To the average eye, most cows are just the same. They eat. They moo. They walk around. They poop. They eat some more. They are cows; one of them is not much different than the next one. 

But, once you spend a little time with them, you start to see some 
personality. One might be really nice and eat out of your hand or 
come to the sound of your voice (if you are named Randy Sue), and another might be really mean and run you down every time she sees you (especially if you are named Justin). One might be a great mom, one might seem to forget she is a mom. Like most other animals, no two cows are the same. 

One cow, Cow #6, is especially full of personality. We call her The Wanderer. 

She is not just one of the herd. In fact, she seems to laugh at the idea of being part of the herd. How does that saying go? You know the one: “Well-behaved women rarely make history.” This cow is not well-behaved and she sure seems to be making Drowsy Water Ranch history.

There she is, below, with her calf. In this photo, you need to take note of two things:
1. The Fence. 
See the fence at the bottom of the picture? She is on the WRONG SIDE of the fence. 

Rules don’t really apply to this cow. She doesn’t really adhere to common cow practices such as STAYING WITHIN FENCES! Nope, she just jumps right over them. 

As proof of this cow’s anti-fence activity, here is a quick story: All of the cows were at a neighbor’s house for a little bit this fall. We received numerous calls from these neighbors saying, “that cow is out again!” We’d go over there, put cow #6 back in the fence, walk the fence to check for holes, find no holes, shrug our shoulders, then get back in the truck and come home. 

The next day, the phone would ring, “that cow is out again”, the neighbors would say in an increasingly irritated voice. 

Repeat the above sequence of events about 763 times and you’ll get a feeling for our experience with this heifer. 

The next thing you might notice about the above photo is this:
2. Her calf. 

The calf is the WRONG COLOR. The mom, Cow #6, is a black angus cow. The bull that is out with the cows and breeds the cows is a black angus bull. Typically, black angus cows and black angus bulls make a black angus calf which, surprise! is usually SOLID BLACK.

Stored data entries:
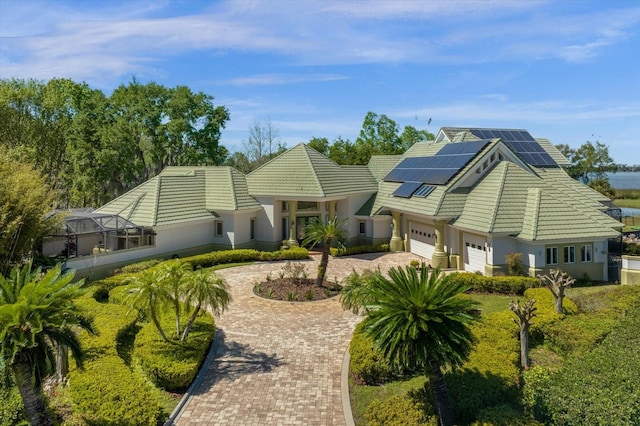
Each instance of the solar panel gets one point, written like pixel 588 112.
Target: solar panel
pixel 423 191
pixel 438 169
pixel 522 143
pixel 407 189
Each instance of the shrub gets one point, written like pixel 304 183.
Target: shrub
pixel 367 364
pixel 491 375
pixel 173 365
pixel 398 411
pixel 602 386
pixel 500 285
pixel 348 251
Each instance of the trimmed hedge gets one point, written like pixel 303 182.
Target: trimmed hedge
pixel 601 387
pixel 367 365
pixel 398 411
pixel 500 285
pixel 173 365
pixel 491 375
pixel 106 392
pixel 348 251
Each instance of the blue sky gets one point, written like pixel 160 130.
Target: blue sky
pixel 568 70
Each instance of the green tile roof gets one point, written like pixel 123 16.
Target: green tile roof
pixel 303 172
pixel 182 194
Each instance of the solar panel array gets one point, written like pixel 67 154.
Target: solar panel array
pixel 438 169
pixel 522 143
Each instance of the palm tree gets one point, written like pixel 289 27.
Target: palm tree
pixel 147 295
pixel 323 234
pixel 419 322
pixel 204 289
pixel 37 315
pixel 171 276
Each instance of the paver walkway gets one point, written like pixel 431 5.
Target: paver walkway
pixel 279 363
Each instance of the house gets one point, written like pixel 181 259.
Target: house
pixel 463 201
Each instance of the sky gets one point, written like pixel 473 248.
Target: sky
pixel 565 70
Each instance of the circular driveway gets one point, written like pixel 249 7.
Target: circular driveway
pixel 278 363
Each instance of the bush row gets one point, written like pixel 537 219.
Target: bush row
pixel 600 387
pixel 500 284
pixel 173 365
pixel 348 251
pixel 106 392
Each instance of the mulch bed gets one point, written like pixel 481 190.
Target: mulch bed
pixel 296 289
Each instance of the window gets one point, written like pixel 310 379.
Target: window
pixel 362 227
pixel 569 254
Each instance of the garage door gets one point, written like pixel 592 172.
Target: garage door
pixel 475 253
pixel 422 239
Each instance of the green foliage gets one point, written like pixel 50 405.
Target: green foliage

**Brief 1**
In the story about Cow #6, what nickname does that cow have?
**Brief 2**
Write the next part of the story about Cow #6, picking up after its last sentence.

**Expected output 1**
The Wanderer.

**Expected output 2**
Clearly, something went terribly wrong in the breeding here.  You could say that some long lost trait from the gene pool is showing through. Or you could start putting two and two together. Here we have a cow that is a well-known wanderer…maybe, just maybe, she wasn’t hanging out with the rest of the herd last summer. 

And then you might get to thinking of some possibilities. You might remember last fall’s cattle round-up. There was a blog on the beautiful fall colors, the blue sky, the fun day, the cows, and a little ditty about how handsome I found the stranger, below, who was hanging innocently with our herd in the forest.
Apparently, I wasn’t the only one that found his painted hide and long horns attractive and, apparently, this handsome bull wasn’t so innocent.

 The Wanderer must have sought him out on one of her overnight jaunts away from the herd. I can just hear her mooing, 
“Hey buddy, you want to come back to my place? I have a lot of friends.” 
And the bull, 
“Uh, what? Me? You talking to me? Well heck! I was just sick of these old cows I’ve been hanging around. I’d love to come meet your friends!” 

And so we have it, folks, two and two make one, one longhorn calf at Drowsy Water. 

Apologies if this story prompts any birds and bees discussion at your house.

We’ll call it “Part I of the Legacy of the Wanderer.”